▸ **Material provided**:
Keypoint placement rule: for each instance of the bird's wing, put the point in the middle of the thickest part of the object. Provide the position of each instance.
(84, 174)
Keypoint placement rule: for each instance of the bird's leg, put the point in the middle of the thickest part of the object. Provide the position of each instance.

...

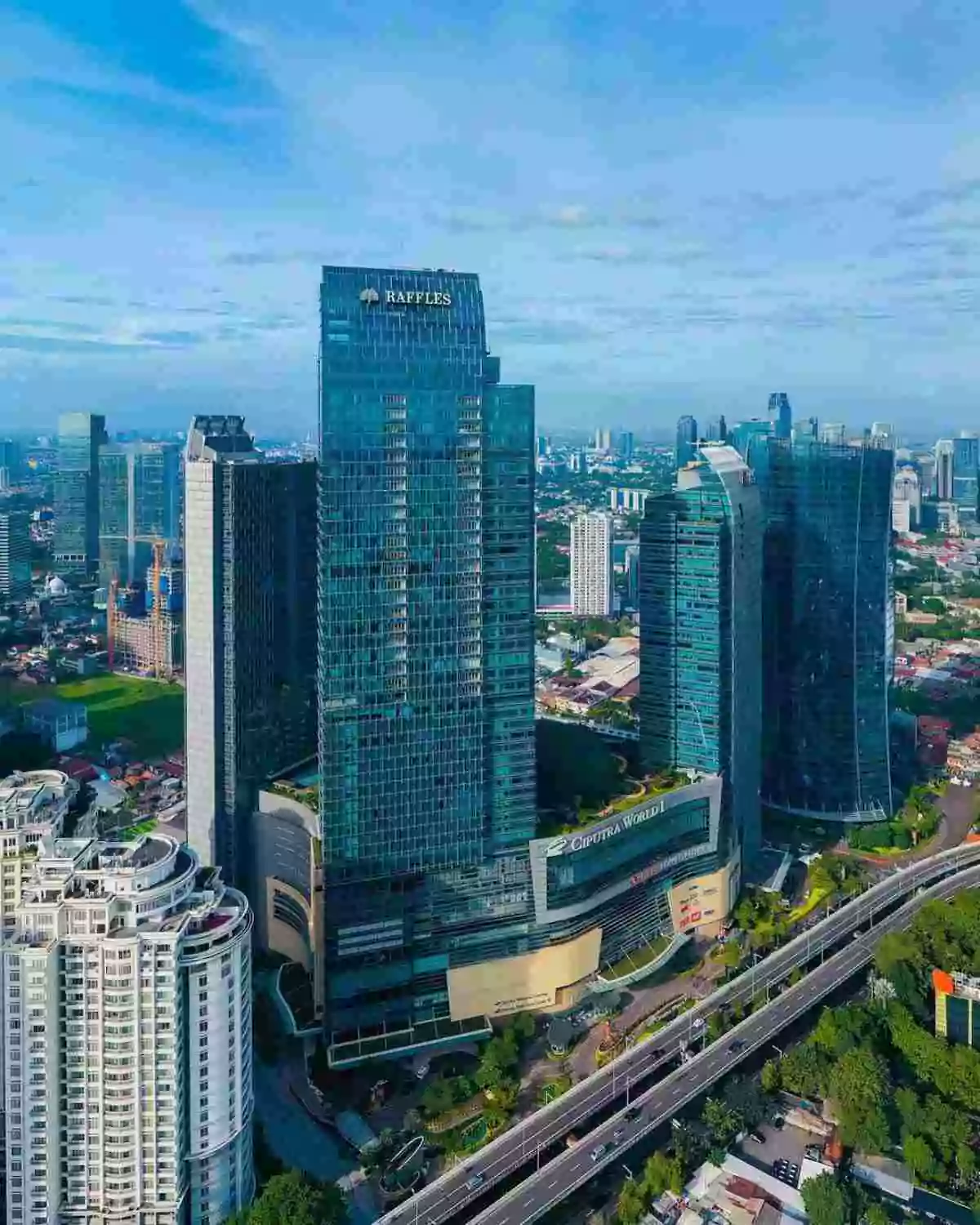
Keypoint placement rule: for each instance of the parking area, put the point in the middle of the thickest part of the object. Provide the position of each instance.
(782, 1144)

▸ **Task description**: Find every row above that contains the string "bird" and copy each one in full.

▸ **Solution to the problem**:
Keypoint placement rule: for each instance of the bird's wing, put the point in the middle of the thickest part of the object. Provide the position of each instance.
Keypoint placement rule: for each instance of the bird's leg, put the point in the middle of the thickest part of the object. Provide the position of each instance.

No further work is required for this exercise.